Collection entries:

* Begin *

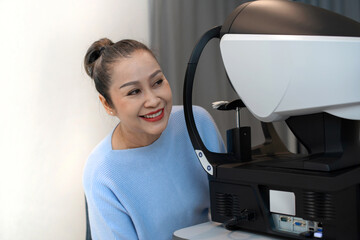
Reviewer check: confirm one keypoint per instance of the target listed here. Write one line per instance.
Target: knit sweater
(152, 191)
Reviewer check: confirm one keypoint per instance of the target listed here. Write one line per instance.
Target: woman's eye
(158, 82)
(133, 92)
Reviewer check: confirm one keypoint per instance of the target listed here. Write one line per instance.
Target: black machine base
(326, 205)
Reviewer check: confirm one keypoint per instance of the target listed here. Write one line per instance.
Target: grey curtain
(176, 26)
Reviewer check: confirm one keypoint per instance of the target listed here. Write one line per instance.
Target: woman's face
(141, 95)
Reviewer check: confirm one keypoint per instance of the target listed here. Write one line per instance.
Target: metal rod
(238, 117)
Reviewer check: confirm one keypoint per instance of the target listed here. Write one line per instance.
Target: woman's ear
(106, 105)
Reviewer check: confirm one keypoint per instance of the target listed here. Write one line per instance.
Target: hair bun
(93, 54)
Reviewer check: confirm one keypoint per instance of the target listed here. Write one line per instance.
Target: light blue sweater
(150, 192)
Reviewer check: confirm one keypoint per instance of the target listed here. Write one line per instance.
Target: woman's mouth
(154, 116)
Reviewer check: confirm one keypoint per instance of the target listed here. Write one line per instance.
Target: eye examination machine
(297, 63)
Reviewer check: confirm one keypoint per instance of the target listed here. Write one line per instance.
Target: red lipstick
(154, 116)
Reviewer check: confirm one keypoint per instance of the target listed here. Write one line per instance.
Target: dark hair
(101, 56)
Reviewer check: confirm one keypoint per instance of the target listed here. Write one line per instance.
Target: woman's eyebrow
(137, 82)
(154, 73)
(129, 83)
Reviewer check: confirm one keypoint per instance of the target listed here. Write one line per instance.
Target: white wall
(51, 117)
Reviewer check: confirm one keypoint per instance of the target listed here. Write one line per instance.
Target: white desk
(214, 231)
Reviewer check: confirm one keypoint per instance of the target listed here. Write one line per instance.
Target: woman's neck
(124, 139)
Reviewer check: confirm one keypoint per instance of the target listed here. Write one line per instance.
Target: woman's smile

* End *

§ **WHAT IS REQUIRED**: Output the material word for word, omitting its pictures.

§ **IN RESPONSE**:
Reviewer check: confirm one keypoint per instance of the target listed here. Write one line per instance.
Target: knit sweater
(152, 191)
Reviewer check: confirm one keypoint per instance of the target listed here. Write one line per instance.
Target: woman's eye
(158, 82)
(133, 92)
Reviewer check: confirm one keypoint per instance of the target listed here. Write one line per instance.
Target: black machine base
(326, 205)
Reviewer check: confirm one keypoint per instance of the target listed here. Write one line per instance.
Target: grey curtain
(176, 26)
Reviewer check: confirm one keypoint per instance of the target listed here. Write one line per instance.
Target: woman's face
(141, 95)
Reviewer check: confirm one keypoint per instance of the target listed here. Write one line per instance.
Target: metal rod
(238, 117)
Reviewer check: confirm one keypoint per instance of the target listed here. Write one line per instance.
Target: woman's ear
(106, 105)
Reviewer check: confirm one keypoint per instance of the target listed here. Write one line per instance.
Target: hair bun
(93, 54)
Reviewer check: confirm one keypoint per instance of the target listed here. Write one line per instance.
Target: light blue sweater
(150, 192)
Reviewer check: confirm one keypoint per instance of the target listed here. Write one line per instance.
Target: woman's mouth
(154, 116)
Reviewer check: confirm one keypoint per instance of the target listed here. Write one line per instance.
Target: eye examination machine
(297, 63)
Reviewer check: confirm one keypoint per instance of the target listed here. Write one line per instance.
Target: red lipstick
(154, 116)
Reviewer check: confirm one keypoint per instance of the target listed here. Write one line per instance.
Target: dark hair
(101, 56)
Reviewer check: confirm one keypoint per instance of the target listed here. Write one line per instance.
Target: woman's eyebrow
(137, 82)
(154, 73)
(129, 83)
Reviewer check: confirm one keypoint per instance of the target listed here. Write one line per instance.
Target: white wall
(51, 117)
Reviewer check: confirm one keypoint per instance of the target listed here. Write one line per instance.
Target: white desk
(214, 231)
Reviewer check: confirm one keypoint per instance of the target listed here. Write one line per instance.
Target: woman's neck
(124, 139)
Reviewer check: confirm one keypoint per instance of the target listed here. Write one line per instance.
Target: woman's smile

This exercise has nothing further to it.